--- Start ---

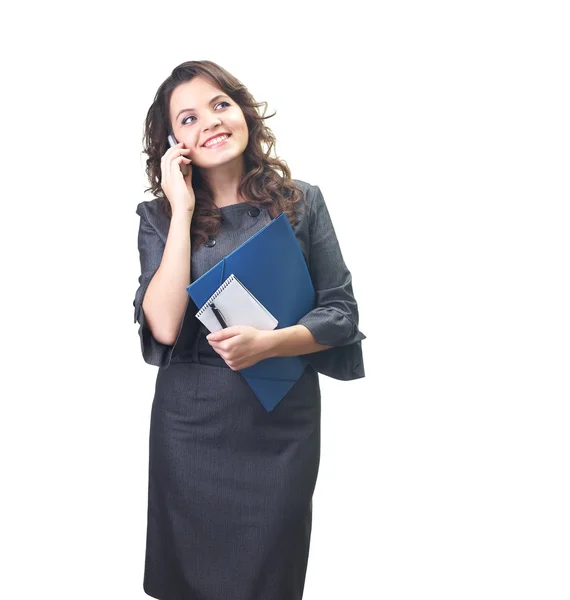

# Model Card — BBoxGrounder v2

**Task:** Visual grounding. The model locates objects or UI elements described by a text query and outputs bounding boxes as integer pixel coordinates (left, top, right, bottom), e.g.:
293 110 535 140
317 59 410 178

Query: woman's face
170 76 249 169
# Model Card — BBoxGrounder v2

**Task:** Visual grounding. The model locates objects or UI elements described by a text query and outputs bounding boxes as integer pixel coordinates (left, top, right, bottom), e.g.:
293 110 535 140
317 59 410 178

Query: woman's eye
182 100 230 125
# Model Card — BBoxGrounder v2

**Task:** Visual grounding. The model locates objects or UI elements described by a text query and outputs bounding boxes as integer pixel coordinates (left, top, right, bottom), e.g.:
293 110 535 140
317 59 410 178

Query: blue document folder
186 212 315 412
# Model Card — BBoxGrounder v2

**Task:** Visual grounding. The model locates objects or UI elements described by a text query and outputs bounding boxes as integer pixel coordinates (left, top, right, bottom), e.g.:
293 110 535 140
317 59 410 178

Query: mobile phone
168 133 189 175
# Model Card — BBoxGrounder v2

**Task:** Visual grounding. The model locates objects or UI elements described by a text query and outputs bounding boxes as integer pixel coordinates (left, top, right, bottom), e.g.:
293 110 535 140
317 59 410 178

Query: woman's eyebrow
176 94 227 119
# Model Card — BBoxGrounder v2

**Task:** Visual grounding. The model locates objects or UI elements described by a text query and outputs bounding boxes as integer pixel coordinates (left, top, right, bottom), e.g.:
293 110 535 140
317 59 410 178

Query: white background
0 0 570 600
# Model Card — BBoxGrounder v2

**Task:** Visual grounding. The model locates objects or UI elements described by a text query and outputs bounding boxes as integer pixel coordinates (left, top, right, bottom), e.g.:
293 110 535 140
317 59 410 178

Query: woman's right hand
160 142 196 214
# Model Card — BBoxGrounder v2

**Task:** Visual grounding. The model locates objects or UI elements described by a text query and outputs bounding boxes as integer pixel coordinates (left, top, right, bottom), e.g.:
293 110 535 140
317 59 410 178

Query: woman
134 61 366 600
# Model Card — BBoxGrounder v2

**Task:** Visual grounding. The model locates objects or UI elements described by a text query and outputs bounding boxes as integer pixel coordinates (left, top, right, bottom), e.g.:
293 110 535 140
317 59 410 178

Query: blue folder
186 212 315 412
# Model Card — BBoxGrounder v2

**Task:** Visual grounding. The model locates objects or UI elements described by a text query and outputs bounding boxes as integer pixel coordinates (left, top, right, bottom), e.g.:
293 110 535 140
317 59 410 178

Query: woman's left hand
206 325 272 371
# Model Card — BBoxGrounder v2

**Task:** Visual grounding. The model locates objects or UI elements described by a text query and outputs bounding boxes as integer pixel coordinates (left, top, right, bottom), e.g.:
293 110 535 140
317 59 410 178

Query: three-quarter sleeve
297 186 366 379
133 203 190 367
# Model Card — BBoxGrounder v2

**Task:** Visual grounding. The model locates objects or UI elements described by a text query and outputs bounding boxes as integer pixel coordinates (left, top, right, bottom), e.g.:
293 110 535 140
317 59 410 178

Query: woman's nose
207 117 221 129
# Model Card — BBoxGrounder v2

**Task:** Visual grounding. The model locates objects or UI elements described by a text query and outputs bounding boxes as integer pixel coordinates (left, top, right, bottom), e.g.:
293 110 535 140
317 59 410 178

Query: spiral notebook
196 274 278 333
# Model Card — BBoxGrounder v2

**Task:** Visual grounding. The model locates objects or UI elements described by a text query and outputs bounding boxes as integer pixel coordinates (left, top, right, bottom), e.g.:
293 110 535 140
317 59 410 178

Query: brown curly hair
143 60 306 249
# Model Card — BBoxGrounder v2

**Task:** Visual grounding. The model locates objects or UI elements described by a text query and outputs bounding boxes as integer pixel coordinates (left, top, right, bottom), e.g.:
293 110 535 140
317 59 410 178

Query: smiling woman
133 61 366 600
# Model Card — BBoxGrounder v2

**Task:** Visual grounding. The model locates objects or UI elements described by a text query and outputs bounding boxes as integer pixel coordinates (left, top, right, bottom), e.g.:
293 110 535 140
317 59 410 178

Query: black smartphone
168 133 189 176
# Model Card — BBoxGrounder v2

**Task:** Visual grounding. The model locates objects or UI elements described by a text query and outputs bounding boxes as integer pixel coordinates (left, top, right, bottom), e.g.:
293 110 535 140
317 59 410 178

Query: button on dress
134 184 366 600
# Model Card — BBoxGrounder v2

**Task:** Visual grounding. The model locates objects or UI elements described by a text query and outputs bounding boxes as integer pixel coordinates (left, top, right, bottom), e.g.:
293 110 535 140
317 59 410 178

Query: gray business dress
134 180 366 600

--- End ---

__Exercise aim__. Reproduce all of the entries with every occurrence of "Visual grounding" replaced by "Phrase grounding", leaving everything else unchanged. Omit the pictures.

__Response to the task__.
# Model Card — BBoxGrounder v2

**Task:** Phrase grounding. The model locates objects or UI elements described by a text query and outputs bounding boxes as integer pixel coordinates (left, top, right, bottom), e.g.:
293 110 535 140
317 59 410 178

Query: woman's face
170 76 249 169
# Model Card — BBoxGrounder v2

**Task:** Phrase grounding. The model locates objects or UI elements described by a text query and outputs bounding boxes as integer pixel coordinates (left, top, right, bottom), e.g.:
293 110 535 140
317 59 410 178

Query: woman's eye
182 100 230 125
# Model Card — BBoxGrounder v2

**Task:** Phrase grounding. The model locates objects or UI elements described by a text query and outputs bounding boxes as integer pixel coordinates (left, top, right, bottom), e.g.:
293 110 535 140
317 59 410 178

Query: blue document folder
186 212 315 412
# Model Card — BBoxGrounder v2

**Task:** Phrase grounding. The model locates objects or UI elements described by a text query and outputs bounding boxes as integer pixel coordinates (left, top, right, bottom), e.g.:
293 110 535 140
317 59 410 178

Query: mobile phone
168 133 189 175
# Model Card — BBoxGrounder v2

**Task:** Phrase grounding. The model locates objects or UI elements described by a text query and outputs bounding boxes as integer pixel coordinates (left, top, right, bottom), e.g.:
293 110 535 140
317 59 410 178

Query: woman's eyebrow
176 94 227 119
# Model Card — BBoxGrounder v2

**Task:** Phrase grounding. The model locates objects or UI elements described by a text query and outputs bounding boxes as integer pixel coordinates (left, top, right, bottom), e.g.:
293 110 535 140
317 59 410 178

Query: white background
0 0 570 600
# Model Card — BBoxGrounder v2

**Task:** Phrase grounding. The model locates objects or UI elements described by a text query and outputs bounding boxes as integer pixel coordinates (left, top, right, bottom), e.g.:
293 110 535 140
317 59 410 178

Query: woman's right hand
160 142 196 214
# Model Card — BBoxGrounder v2

**Task:** Phrase grounding. The model locates objects or UI elements described by a text query and outputs bounding boxes as integer pixel coordinates (left, top, right, bottom), e.g.:
293 110 535 140
317 59 410 178

Query: woman
134 61 366 600
# Model Card — BBoxGrounder v2

**Task:** Phrase grounding. The model locates objects or UI elements described by a text query and outputs bounding boxes as integer pixel coordinates (left, top, right, bottom), e.g.:
293 110 535 140
317 59 410 178

Query: blue folder
186 212 315 412
# Model Card — BBoxGrounder v2

**Task:** Phrase grounding. The model locates objects or UI elements described by a text query and outputs bounding boxes as integer pixel coordinates (left, top, right, bottom), e.g.:
293 110 535 140
317 59 410 178

Query: woman's left hand
206 325 272 371
# Model Card — BBoxGrounder v2

**Task:** Phrase grounding. The model locates objects or UI elements described by a text query and outputs bounding boxes as integer pixel coordinates (left, top, right, bottom), e.g.:
293 110 535 140
317 59 410 178

Query: three-quarter sleeve
297 186 366 379
133 203 190 367
# Model Card — BBoxGrounder v2

**Task:** Phrase grounding. The model locates objects or UI elements described by a text query and outputs bounding boxes as integer pixel coordinates (left, top, right, bottom), e.g.:
293 110 535 140
317 59 410 178

Query: woman's nose
207 117 221 129
# Model Card — BBoxGrounder v2

**Task:** Phrase grounding. The model locates objects or UI elements described by a text query and outputs bounding boxes as integer pixel coordinates (left, top, right, bottom), e.g.:
293 110 535 140
317 59 410 178

Query: spiral notebook
196 274 278 333
# Model Card — BBoxGrounder v2

**Task:** Phrase grounding. The model locates objects or UI elements described by a text query and outputs bounding boxes as integer pixel coordinates (left, top, right, bottom), e.g.:
293 110 535 140
317 59 410 178

Query: brown curly hair
143 60 306 249
# Model Card — BBoxGrounder v2

**Task:** Phrase grounding. The model locates objects or UI elements described by a text query and outputs bounding boxes as integer pixel coordinates (left, top, right, bottom), e.g.:
293 110 535 140
317 59 410 178

Query: smiling woman
133 61 366 600
# Model Card — BBoxGrounder v2

**Task:** Phrase grounding. The model locates objects or UI elements described by a text query and outputs bounding boxes as integer pixel coordinates (left, top, right, bottom), e.g.:
293 110 535 140
317 59 410 178

Query: black smartphone
168 133 189 176
# Model Card — BBoxGrounder v2

**Task:** Phrase grounding. The model locates objects or UI elements described by a text query and outputs bounding boxes as integer pixel coordinates (left, top, right, bottom), e.g.:
293 110 535 140
317 59 410 178

Query: button on dress
134 184 366 600
# Model Card — BBoxGrounder v2

**Task:** Phrase grounding. The model locates objects or UI elements described by a text query and outputs bounding boxes as integer pixel coordinates (left, top, right, bottom), e.g.:
293 110 535 140
317 59 410 178

Query: gray business dress
134 180 366 600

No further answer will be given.